### What to produce
Present every line of the material below as a numbered list, omitting blank lines. Exclude the pictures from your answer.

(Bounding-box material)

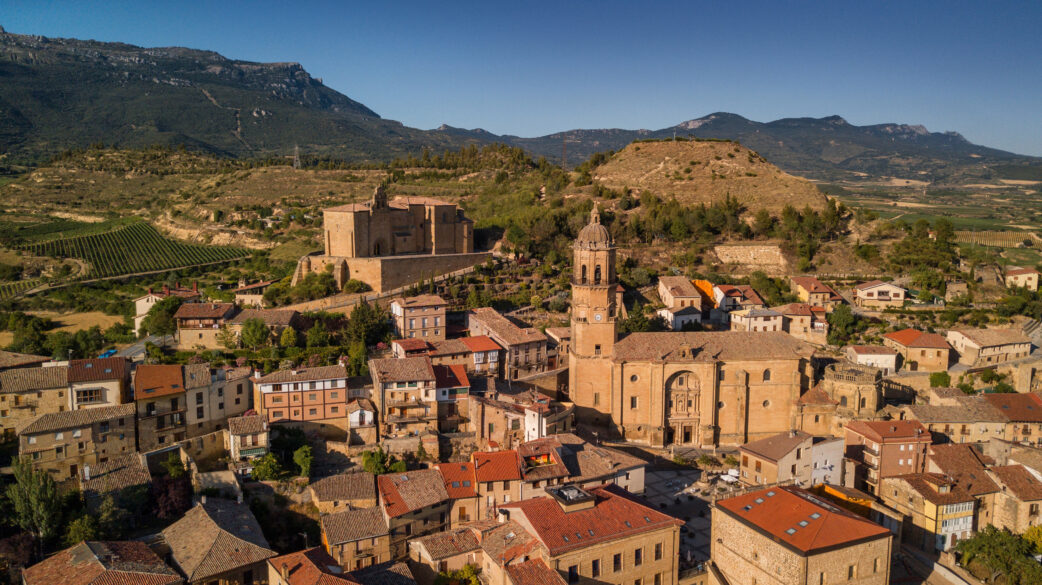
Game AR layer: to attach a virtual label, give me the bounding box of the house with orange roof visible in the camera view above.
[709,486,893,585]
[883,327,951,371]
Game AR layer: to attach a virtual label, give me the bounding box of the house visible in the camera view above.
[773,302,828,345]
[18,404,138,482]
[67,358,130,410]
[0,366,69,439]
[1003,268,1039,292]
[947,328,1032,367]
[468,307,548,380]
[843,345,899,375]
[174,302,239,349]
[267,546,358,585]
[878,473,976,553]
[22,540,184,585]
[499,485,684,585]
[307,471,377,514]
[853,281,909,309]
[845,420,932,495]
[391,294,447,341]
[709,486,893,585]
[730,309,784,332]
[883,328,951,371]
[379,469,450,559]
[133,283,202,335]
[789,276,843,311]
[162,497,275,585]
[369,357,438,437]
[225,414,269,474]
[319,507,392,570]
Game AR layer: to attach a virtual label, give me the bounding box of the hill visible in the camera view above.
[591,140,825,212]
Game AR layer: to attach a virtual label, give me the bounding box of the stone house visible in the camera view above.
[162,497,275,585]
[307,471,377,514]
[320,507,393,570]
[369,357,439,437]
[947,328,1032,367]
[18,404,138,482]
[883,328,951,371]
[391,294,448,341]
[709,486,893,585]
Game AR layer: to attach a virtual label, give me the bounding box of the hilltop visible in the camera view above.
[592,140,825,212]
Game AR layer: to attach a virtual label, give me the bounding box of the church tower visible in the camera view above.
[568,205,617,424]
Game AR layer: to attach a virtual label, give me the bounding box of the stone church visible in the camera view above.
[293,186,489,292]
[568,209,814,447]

### Task result
1. Game AR layer: to attach a virtual label, give me the bounding box of the house with orange roof visible in the camera view above.
2. [709,486,893,585]
3. [883,327,951,371]
4. Game AR layer: to attach a virtual label, give me the bounding box of the house visible in the camera view above.
5. [773,302,828,345]
6. [18,404,138,482]
7. [67,358,130,410]
8. [0,366,69,439]
9. [1003,268,1039,292]
10. [947,328,1032,367]
11. [468,307,548,380]
12. [843,345,899,375]
13. [174,302,239,349]
14. [267,546,358,585]
15. [878,473,976,553]
16. [22,540,184,585]
17. [499,485,684,585]
18. [307,471,377,514]
19. [853,281,909,309]
20. [845,420,932,495]
21. [391,294,447,341]
22. [709,486,893,585]
23. [730,309,784,332]
24. [883,328,951,371]
25. [379,469,450,559]
26. [133,283,202,335]
27. [789,276,843,311]
28. [162,497,275,585]
29. [369,357,438,437]
30. [225,414,269,474]
31. [319,507,392,570]
32. Game AR layer: to attach a virtual label, give me the bounding box of the hill visible in the camera view above.
33. [591,140,825,212]
34. Game AR layer: to attach a virtual label, give me the bounding box of the stone house visible in the camera view above.
35. [162,497,275,585]
36. [307,471,377,514]
37. [320,507,393,570]
38. [369,357,439,437]
39. [947,328,1032,367]
40. [18,404,138,482]
41. [883,328,951,371]
42. [391,294,448,341]
43. [709,486,893,585]
44. Game AR layer: to attach a virtual label, give me the bounding box of the hilltop visible in the camera view above.
45. [592,140,825,212]
46. Game AR layer: to attach a virtual label, give me the bounding box of the church tower visible in the camera view above.
47. [568,205,617,424]
48. Game AR layer: to attach a virtual label, give me the bounding box of the stone church visible in the camera view above.
49. [293,186,489,292]
50. [568,209,814,447]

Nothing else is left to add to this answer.